====== AVAILABLE DATA ======

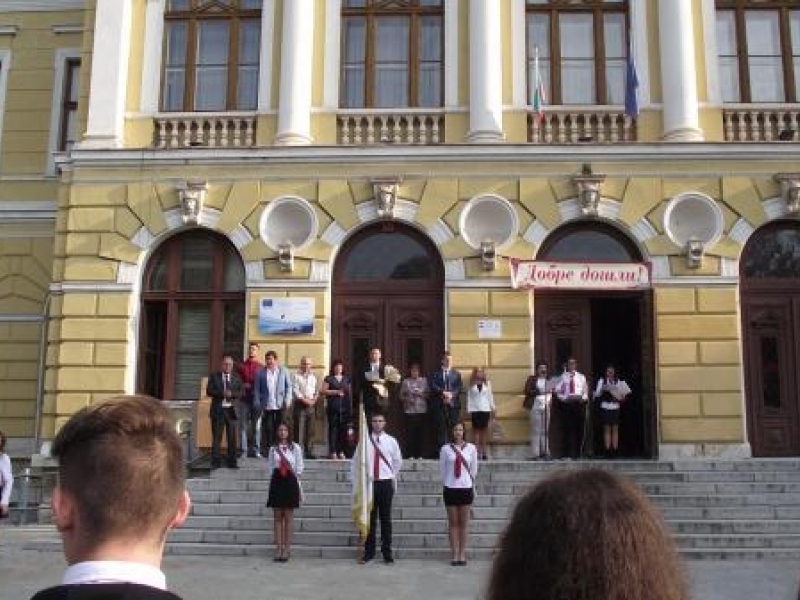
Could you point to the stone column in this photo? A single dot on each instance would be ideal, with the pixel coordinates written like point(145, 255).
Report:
point(485, 72)
point(109, 78)
point(297, 53)
point(678, 73)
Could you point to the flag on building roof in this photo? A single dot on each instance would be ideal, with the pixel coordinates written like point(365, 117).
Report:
point(539, 97)
point(362, 481)
point(631, 87)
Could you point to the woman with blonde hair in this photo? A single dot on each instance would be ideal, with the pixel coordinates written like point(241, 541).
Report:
point(586, 535)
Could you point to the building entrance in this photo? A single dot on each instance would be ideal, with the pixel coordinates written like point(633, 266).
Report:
point(599, 330)
point(388, 294)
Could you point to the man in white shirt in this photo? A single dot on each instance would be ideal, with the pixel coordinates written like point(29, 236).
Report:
point(384, 461)
point(121, 488)
point(305, 390)
point(573, 392)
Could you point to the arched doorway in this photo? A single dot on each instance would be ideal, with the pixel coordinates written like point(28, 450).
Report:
point(770, 302)
point(193, 313)
point(600, 328)
point(388, 284)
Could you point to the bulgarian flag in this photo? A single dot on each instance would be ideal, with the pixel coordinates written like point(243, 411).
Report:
point(539, 97)
point(362, 479)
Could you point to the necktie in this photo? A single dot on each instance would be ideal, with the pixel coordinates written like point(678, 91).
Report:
point(376, 462)
point(284, 468)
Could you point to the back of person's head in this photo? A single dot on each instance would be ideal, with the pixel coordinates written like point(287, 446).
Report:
point(586, 535)
point(121, 465)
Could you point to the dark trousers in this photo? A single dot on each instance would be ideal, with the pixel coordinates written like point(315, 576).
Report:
point(223, 419)
point(444, 417)
point(337, 431)
point(383, 492)
point(270, 419)
point(415, 430)
point(573, 415)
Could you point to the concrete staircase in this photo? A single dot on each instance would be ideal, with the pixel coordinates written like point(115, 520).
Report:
point(747, 509)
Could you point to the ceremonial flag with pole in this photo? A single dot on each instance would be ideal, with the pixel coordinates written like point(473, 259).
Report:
point(362, 479)
point(539, 97)
point(631, 87)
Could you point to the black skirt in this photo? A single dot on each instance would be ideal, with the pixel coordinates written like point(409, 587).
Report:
point(480, 420)
point(458, 496)
point(284, 492)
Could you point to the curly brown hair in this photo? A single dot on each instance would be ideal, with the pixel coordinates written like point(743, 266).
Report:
point(586, 535)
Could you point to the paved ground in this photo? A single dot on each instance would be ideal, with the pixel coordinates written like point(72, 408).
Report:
point(22, 572)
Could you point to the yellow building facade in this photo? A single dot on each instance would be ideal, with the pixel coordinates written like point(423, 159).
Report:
point(383, 164)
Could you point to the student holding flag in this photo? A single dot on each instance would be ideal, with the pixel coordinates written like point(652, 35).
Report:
point(375, 466)
point(285, 464)
point(458, 461)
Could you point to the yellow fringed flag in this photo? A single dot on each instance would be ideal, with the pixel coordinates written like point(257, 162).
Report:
point(362, 479)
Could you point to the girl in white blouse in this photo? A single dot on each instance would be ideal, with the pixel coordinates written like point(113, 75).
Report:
point(480, 405)
point(458, 461)
point(285, 464)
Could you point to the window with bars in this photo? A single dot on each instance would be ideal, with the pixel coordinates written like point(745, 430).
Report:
point(211, 55)
point(582, 47)
point(758, 44)
point(392, 53)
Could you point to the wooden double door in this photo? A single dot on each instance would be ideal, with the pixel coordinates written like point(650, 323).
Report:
point(772, 350)
point(598, 330)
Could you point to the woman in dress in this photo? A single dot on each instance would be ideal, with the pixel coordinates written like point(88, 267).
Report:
point(458, 461)
point(414, 394)
point(336, 391)
point(285, 463)
point(480, 405)
point(6, 478)
point(610, 392)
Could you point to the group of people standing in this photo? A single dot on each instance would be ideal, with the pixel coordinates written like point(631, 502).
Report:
point(571, 389)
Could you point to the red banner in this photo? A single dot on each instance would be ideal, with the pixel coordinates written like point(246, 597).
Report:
point(540, 274)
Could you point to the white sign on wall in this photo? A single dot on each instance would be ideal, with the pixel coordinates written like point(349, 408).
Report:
point(490, 329)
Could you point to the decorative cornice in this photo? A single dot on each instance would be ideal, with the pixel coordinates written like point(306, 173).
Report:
point(518, 156)
point(41, 5)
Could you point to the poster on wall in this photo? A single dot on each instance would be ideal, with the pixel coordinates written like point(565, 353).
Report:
point(286, 316)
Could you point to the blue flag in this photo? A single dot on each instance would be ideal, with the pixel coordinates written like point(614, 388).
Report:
point(631, 88)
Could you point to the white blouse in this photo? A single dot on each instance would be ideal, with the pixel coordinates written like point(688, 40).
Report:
point(480, 400)
point(447, 464)
point(294, 455)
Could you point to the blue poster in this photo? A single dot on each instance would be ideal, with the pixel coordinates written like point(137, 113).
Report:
point(285, 316)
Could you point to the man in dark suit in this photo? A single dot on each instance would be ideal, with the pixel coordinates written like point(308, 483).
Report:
point(120, 489)
point(225, 388)
point(370, 373)
point(444, 403)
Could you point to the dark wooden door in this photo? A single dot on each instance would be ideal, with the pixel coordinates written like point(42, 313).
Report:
point(772, 349)
point(388, 294)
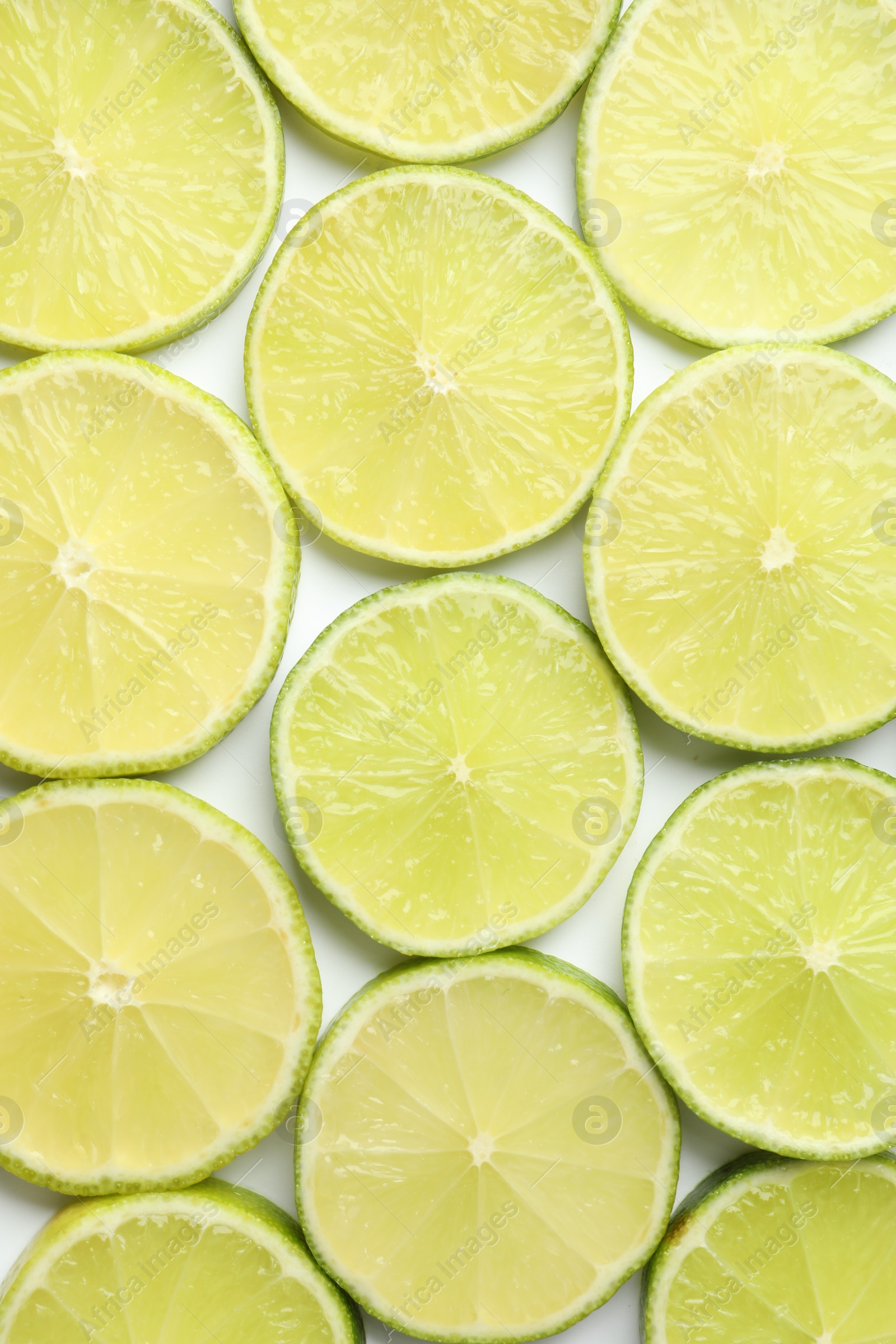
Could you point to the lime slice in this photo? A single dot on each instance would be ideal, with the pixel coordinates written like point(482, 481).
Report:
point(148, 566)
point(740, 558)
point(159, 992)
point(759, 949)
point(735, 172)
point(206, 1264)
point(456, 764)
point(437, 367)
point(780, 1253)
point(428, 84)
point(143, 167)
point(489, 1154)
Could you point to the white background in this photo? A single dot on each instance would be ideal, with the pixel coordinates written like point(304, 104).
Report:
point(235, 777)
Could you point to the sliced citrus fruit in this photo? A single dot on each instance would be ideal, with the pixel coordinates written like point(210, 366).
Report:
point(759, 949)
point(159, 991)
point(432, 85)
point(734, 170)
point(488, 1152)
point(769, 1252)
point(144, 170)
point(456, 764)
point(148, 566)
point(214, 1262)
point(740, 552)
point(437, 367)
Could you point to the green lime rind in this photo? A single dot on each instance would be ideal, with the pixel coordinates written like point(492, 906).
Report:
point(699, 1207)
point(214, 1201)
point(629, 673)
point(296, 91)
point(320, 875)
point(202, 314)
point(696, 335)
point(280, 892)
point(546, 968)
point(758, 1136)
point(441, 559)
point(282, 584)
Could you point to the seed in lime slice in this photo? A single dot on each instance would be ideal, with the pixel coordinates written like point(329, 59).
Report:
point(456, 764)
point(734, 169)
point(143, 171)
point(759, 949)
point(433, 84)
point(494, 1154)
point(148, 566)
point(437, 367)
point(739, 554)
point(213, 1262)
point(776, 1252)
point(160, 996)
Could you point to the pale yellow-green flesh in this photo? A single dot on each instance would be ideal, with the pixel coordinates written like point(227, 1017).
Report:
point(187, 1276)
point(438, 368)
point(762, 959)
point(143, 580)
point(814, 1256)
point(752, 590)
point(493, 1066)
point(110, 893)
point(454, 820)
point(753, 218)
point(428, 82)
point(130, 232)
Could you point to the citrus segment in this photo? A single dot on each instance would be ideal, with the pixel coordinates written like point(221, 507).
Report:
point(160, 993)
point(739, 554)
point(456, 764)
point(492, 1154)
point(429, 85)
point(144, 169)
point(148, 565)
point(734, 171)
point(437, 367)
point(769, 1252)
point(214, 1262)
point(758, 949)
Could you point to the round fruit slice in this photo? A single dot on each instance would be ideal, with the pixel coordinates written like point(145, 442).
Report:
point(778, 1253)
point(437, 367)
point(488, 1152)
point(740, 552)
point(160, 996)
point(207, 1264)
point(148, 566)
point(144, 170)
point(734, 169)
point(456, 764)
point(421, 84)
point(759, 949)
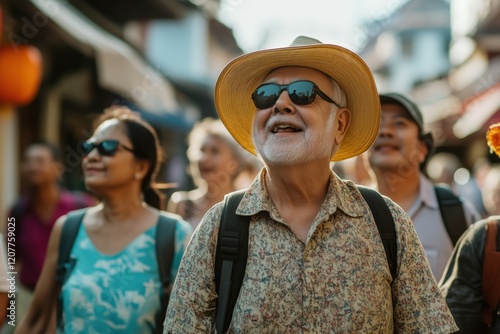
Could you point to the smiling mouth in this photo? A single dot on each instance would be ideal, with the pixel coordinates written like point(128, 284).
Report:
point(386, 148)
point(285, 128)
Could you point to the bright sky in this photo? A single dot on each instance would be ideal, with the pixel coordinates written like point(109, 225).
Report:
point(259, 24)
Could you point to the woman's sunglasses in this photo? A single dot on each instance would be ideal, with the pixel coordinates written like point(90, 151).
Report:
point(105, 148)
point(301, 92)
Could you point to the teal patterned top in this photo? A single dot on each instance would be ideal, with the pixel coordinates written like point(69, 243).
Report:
point(117, 293)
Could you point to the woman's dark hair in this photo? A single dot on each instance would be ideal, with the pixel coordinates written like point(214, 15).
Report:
point(146, 146)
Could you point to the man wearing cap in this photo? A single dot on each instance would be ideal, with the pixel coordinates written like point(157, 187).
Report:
point(316, 263)
point(397, 159)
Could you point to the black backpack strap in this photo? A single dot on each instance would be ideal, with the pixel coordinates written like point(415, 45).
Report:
point(385, 225)
point(65, 263)
point(165, 249)
point(230, 259)
point(452, 212)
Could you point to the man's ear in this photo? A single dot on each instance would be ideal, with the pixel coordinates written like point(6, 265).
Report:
point(343, 121)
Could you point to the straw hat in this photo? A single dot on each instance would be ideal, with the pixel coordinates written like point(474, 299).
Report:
point(243, 75)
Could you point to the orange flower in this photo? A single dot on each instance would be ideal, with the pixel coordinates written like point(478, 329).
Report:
point(493, 138)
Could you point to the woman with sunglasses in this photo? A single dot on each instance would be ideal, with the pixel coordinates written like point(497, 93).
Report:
point(114, 286)
point(218, 166)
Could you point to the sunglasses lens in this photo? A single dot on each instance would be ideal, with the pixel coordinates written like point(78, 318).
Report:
point(86, 147)
point(266, 96)
point(301, 92)
point(108, 147)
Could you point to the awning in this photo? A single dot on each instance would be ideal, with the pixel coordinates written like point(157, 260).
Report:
point(120, 68)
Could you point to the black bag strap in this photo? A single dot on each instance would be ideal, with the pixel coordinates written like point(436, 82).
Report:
point(230, 259)
point(65, 264)
point(385, 225)
point(452, 212)
point(165, 249)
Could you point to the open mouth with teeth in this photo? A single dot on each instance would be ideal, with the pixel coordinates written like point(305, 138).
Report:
point(285, 128)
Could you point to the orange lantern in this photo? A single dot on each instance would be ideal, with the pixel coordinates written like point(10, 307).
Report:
point(20, 73)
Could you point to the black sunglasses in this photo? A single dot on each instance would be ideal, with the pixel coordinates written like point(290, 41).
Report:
point(301, 92)
point(105, 148)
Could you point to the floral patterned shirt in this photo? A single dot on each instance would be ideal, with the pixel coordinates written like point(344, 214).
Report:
point(337, 282)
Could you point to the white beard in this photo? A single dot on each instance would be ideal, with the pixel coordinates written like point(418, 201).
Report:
point(296, 149)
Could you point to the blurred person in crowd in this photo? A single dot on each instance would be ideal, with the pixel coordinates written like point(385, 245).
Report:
point(216, 166)
point(397, 159)
point(491, 191)
point(446, 168)
point(114, 285)
point(442, 167)
point(35, 214)
point(473, 298)
point(316, 262)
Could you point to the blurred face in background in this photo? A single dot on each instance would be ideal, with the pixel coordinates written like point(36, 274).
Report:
point(215, 160)
point(108, 172)
point(398, 142)
point(38, 167)
point(491, 191)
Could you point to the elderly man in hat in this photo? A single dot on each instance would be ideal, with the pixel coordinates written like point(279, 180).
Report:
point(316, 262)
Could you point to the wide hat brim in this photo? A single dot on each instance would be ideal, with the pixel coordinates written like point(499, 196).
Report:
point(243, 75)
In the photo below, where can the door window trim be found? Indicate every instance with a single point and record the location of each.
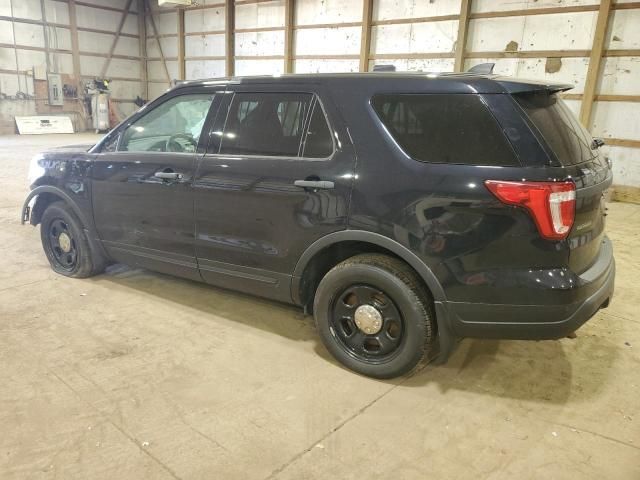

======

* WHAT THE TASK ASKS *
Only one number is wanted: how many lines of the data above include the word "mouth".

* ANSWER SPACE *
2